**Prompt A:** Can you find every line of the records that contains the word "ceiling" and copy each one out?

I still miss everyone from home.

More soon from halfway around the world.

Tuesday, October 17, 2006

Gracia Burnham's Book

Since I never posted my final review:

I give this book 5 stars out of 5: *****

The story of the Burnham's kidnapping and captivity is, as I said before, encouraging and uplifting. It also challenges the reader and gives you the feeling that you are right there with them. As my husband and I were reading it we started to feel like it was dragging, with the same things happening over and boredom setting in. Then it occurred to us: that is exactly how the Burnhams felt for a lot of the time in captivity. Their lives became an endless routine of marching from one place to another, trying to find enough food to stay alive, and trying to keep strong for each other. Although they experienced 17 firefights during their captivity (and Martin was killed in the final one) most of the time was spent traveling from one place to another, living out in the jungle. Gracia is completely honest about their relationship, spiritual walk, and even doubts during their ordeal. I really appreciated her candor. I strongly encourage everyone to read her book.

And off we go...

I know I haven't posted in almost a month; I probably won't be able to post for another month or so, but here goes:
We're off tomorrow on the adventure of a lifetime. We are still amazed that we even get to do this! It is terribly hard leaving family, though. Even though for the past four years we have lived pretty far from our parents and only been able to see them occasionally, it seems worse going as far as we are. We both have such great parents, with whom we are also good friends (now that we are grown-ups :) so that makes it even harder. Not only are we telling relatives good-bye, but we are also telling our best friends good-bye, and they're the same people!
We have said so many good-byes over the last few months that I have become emotionally weary of them. First in our last hometown in NC, then some friends down here in GA, then my parents, then all the new friends we made in VA, and now more people and my husband's parents here. Aaaaaargh! It feels as though someone is v-e-r-y s-l-o-w-l-y ripping a band-aid off my skin instead of just tearing it off in one fell swoop. Most little kids think the slow method hurts less, but I know better. Of course, I'm used to good-byes; in fact, I grew up with them. And the fact is, they never get any easier. Every good-bye makes me long for heaven; I yearn for that day when we'll never have to say good-bye to one another again but instead will be together forever worshipping the Lord!
When we all get to heaven, what a day of rejoicing that will be!

**Input material:**
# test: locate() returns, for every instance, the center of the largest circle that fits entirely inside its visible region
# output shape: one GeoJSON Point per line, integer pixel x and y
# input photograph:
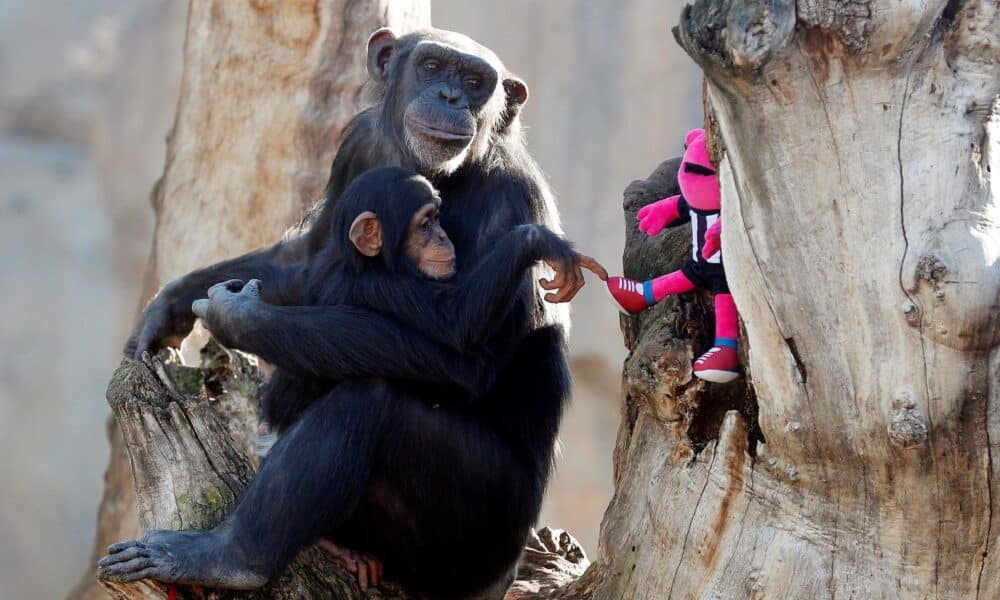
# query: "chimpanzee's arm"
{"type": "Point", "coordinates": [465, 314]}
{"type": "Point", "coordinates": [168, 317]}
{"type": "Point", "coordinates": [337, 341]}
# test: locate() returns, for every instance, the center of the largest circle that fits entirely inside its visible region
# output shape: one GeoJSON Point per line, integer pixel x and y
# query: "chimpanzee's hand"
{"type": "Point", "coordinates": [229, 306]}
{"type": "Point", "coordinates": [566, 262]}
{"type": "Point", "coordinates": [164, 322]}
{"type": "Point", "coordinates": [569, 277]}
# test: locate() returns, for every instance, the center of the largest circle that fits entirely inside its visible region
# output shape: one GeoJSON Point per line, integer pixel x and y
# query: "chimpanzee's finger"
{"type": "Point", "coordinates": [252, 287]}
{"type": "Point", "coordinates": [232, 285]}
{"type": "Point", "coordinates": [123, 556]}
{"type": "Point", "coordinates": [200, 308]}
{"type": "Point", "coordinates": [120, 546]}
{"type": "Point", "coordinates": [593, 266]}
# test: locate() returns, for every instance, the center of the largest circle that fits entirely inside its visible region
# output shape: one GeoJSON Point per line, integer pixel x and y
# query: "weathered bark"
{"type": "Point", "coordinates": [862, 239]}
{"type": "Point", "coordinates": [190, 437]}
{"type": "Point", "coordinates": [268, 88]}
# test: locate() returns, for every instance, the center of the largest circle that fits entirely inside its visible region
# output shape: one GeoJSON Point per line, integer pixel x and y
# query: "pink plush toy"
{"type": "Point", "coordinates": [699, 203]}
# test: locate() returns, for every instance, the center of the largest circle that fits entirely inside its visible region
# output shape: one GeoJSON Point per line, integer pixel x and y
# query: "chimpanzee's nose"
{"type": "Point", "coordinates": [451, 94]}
* * *
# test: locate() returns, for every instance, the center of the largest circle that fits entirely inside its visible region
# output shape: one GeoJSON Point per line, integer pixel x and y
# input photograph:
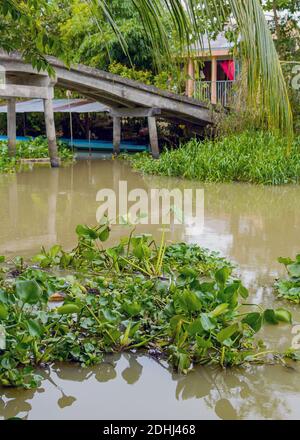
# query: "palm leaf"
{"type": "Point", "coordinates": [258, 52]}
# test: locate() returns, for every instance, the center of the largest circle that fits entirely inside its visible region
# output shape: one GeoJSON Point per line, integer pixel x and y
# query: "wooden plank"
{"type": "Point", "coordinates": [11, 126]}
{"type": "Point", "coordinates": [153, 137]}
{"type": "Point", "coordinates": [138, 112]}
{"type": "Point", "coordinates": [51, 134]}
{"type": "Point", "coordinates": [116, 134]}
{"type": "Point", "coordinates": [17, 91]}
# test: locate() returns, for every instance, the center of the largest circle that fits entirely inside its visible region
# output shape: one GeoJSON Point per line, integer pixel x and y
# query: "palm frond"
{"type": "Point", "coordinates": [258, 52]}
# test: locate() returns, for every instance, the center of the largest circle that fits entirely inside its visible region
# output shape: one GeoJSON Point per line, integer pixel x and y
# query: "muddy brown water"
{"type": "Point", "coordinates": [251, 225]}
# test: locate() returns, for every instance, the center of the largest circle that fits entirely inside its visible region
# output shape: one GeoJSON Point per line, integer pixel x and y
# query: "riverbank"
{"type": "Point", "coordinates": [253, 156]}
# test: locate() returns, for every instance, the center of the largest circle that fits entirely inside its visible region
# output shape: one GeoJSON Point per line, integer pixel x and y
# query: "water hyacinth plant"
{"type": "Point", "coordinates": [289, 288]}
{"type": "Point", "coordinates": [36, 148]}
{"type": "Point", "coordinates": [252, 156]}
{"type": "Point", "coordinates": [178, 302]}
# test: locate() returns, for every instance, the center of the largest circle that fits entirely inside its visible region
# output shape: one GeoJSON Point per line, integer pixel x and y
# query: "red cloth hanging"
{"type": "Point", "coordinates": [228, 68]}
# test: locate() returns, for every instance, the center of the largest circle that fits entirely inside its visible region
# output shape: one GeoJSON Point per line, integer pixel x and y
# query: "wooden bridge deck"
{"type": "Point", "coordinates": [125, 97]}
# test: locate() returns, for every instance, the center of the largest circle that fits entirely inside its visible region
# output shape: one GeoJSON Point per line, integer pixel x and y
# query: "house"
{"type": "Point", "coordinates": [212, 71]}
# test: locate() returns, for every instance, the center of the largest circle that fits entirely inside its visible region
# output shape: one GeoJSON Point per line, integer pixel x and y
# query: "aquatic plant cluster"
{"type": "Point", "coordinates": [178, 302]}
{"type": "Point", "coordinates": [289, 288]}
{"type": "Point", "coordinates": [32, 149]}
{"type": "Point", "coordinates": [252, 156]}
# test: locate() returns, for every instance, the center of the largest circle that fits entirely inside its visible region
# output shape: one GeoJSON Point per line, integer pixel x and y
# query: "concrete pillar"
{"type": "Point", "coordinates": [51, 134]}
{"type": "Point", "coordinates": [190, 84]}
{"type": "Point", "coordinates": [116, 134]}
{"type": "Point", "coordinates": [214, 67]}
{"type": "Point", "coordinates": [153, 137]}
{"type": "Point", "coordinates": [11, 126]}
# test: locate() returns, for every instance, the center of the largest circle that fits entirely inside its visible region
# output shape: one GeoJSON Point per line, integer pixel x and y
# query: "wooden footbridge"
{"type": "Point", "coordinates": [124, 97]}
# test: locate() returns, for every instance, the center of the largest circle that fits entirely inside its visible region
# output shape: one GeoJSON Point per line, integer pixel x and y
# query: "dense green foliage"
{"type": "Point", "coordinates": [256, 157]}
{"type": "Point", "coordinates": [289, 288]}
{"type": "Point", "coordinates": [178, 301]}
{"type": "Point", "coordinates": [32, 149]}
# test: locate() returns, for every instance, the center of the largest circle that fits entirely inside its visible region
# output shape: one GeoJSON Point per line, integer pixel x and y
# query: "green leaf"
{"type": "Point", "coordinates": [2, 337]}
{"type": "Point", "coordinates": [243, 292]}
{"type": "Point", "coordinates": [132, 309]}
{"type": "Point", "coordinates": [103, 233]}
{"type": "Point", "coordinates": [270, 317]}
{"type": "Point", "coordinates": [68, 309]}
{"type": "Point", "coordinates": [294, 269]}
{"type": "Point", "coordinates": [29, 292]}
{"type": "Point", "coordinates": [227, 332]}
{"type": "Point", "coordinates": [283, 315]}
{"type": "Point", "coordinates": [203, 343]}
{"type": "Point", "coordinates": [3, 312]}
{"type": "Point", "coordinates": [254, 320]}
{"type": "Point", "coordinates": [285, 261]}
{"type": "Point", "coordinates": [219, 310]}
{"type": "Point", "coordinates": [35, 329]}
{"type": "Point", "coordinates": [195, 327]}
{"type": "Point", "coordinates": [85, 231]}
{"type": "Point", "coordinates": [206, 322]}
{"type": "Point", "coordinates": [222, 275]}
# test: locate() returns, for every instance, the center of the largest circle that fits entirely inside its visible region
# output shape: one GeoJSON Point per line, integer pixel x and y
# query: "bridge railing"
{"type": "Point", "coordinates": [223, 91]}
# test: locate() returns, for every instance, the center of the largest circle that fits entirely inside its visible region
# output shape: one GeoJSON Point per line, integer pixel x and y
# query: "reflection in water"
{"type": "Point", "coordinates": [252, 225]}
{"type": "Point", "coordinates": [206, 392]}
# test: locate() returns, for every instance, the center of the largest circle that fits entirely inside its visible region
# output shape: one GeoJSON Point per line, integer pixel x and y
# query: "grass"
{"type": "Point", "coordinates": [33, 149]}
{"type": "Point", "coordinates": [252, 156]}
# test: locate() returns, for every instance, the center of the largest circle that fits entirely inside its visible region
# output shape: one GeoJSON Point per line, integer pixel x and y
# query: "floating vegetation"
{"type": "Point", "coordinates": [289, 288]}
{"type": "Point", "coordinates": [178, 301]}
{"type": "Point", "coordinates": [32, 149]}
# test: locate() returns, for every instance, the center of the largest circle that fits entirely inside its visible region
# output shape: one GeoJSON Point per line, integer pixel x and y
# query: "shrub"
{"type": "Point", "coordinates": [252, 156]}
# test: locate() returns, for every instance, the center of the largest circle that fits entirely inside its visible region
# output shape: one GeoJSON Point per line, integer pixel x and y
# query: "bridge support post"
---
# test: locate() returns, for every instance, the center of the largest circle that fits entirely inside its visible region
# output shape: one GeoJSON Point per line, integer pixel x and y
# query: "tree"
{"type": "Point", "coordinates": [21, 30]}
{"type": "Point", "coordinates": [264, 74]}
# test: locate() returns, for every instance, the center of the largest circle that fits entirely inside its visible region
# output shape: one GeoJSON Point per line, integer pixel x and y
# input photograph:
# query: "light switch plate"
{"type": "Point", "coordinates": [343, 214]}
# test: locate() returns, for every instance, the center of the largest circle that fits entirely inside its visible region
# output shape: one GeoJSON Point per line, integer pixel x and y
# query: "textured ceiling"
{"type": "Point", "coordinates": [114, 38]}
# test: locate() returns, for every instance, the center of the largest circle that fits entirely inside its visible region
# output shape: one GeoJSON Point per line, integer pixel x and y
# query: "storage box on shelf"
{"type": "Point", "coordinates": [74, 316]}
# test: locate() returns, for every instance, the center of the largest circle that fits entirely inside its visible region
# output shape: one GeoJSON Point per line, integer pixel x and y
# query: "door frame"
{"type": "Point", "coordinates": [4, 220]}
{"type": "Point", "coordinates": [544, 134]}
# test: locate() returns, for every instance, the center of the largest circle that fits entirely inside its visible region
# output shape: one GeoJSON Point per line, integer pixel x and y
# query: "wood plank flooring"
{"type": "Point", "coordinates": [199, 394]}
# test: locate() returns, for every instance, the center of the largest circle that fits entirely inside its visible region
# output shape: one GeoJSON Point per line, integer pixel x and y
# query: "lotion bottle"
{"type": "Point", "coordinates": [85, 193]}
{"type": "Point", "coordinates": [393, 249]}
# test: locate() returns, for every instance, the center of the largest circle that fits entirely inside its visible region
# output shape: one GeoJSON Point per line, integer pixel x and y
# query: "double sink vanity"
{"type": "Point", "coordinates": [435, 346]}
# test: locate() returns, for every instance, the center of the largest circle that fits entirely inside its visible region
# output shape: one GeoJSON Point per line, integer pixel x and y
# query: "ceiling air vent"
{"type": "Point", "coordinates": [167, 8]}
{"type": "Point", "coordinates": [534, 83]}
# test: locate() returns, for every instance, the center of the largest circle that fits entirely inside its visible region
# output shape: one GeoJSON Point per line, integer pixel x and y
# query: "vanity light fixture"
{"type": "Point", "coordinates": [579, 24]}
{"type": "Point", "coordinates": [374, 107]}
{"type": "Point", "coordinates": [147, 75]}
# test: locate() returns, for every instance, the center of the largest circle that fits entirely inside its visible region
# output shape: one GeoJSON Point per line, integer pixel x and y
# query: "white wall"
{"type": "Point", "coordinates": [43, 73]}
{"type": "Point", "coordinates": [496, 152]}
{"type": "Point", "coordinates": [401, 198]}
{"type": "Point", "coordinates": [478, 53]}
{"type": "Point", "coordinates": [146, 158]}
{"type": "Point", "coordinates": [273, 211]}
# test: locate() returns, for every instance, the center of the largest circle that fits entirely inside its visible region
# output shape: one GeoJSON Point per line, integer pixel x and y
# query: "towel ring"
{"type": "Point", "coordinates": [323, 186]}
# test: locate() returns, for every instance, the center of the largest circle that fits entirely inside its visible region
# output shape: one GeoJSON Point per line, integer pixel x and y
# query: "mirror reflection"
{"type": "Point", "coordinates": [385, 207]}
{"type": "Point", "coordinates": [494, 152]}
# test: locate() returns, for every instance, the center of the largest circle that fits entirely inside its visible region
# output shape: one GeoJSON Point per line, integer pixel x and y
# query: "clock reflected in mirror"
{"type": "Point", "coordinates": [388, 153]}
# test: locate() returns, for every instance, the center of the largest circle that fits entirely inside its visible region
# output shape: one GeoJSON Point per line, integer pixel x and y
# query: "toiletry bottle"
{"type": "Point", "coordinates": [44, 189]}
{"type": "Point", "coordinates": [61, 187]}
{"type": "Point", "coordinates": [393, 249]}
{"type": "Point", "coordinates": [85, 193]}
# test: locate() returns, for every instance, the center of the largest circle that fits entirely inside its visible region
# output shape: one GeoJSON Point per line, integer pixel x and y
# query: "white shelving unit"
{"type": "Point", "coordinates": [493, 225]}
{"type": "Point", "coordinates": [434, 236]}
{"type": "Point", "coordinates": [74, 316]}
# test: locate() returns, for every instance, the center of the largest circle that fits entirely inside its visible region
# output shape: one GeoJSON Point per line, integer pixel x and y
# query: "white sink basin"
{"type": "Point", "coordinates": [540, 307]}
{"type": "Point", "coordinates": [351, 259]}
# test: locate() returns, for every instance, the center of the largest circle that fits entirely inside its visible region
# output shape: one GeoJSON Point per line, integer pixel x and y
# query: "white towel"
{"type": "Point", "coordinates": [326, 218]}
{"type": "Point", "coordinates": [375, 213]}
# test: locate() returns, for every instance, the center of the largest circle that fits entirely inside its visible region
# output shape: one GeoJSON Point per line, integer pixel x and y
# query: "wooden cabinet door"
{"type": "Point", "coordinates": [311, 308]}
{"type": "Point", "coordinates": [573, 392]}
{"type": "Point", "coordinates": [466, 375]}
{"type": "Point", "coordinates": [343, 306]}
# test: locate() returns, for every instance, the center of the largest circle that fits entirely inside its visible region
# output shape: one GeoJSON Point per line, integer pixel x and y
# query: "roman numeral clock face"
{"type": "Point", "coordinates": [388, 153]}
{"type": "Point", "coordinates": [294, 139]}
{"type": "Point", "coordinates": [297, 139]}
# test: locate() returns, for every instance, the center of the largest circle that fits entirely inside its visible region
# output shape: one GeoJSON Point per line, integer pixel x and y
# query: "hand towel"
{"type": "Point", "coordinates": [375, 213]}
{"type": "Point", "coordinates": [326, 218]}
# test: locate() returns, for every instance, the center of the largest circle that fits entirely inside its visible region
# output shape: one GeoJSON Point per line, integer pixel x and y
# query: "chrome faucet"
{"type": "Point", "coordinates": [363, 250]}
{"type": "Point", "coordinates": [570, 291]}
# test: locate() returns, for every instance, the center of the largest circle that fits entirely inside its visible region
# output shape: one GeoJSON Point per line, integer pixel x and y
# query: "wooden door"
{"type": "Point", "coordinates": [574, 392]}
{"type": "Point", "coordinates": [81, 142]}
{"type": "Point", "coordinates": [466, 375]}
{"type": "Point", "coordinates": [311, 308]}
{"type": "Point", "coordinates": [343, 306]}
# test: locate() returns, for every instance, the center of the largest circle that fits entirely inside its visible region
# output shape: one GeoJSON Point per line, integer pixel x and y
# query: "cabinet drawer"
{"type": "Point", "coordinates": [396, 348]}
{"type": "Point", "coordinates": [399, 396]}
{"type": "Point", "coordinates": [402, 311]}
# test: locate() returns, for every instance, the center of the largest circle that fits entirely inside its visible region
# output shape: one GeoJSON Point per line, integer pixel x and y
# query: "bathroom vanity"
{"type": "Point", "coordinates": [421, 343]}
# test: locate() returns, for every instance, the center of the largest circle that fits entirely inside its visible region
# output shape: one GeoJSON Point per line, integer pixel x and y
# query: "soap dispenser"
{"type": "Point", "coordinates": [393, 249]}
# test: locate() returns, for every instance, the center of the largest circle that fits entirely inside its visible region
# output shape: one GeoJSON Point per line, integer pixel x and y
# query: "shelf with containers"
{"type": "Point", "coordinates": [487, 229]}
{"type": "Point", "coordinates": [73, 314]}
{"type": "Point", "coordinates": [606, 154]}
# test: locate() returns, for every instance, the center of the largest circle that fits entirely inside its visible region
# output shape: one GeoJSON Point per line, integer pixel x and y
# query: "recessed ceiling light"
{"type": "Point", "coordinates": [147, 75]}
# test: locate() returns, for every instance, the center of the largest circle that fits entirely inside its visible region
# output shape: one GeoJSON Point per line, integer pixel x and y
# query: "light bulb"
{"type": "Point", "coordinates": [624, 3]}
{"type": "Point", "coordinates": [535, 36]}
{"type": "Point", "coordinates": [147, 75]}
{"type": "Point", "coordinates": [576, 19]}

**Prompt B:** Would you give the blog post again between "And off we go..." and "the same people!", inclusive, switching "parents" to "folks"?

**Problem solution A:**
# query: "textured ceiling"
# query: "ceiling air vent"
# query: "recessed ceiling light"

**Problem solution B:**
And off we go...

I know I haven't posted in almost a month; I probably won't be able to post for another month or so, but here goes:
We're off tomorrow on the adventure of a lifetime. We are still amazed that we even get to do this! It is terribly hard leaving family, though. Even though for the past four years we have lived pretty far from our folks and only been able to see them occasionally, it seems worse going as far as we are. We both have such great folks, with whom we are also good friends (now that we are grown-ups :) so that makes it even harder. Not only are we telling relatives good-bye, but we are also telling our best friends good-bye, and they're the same people!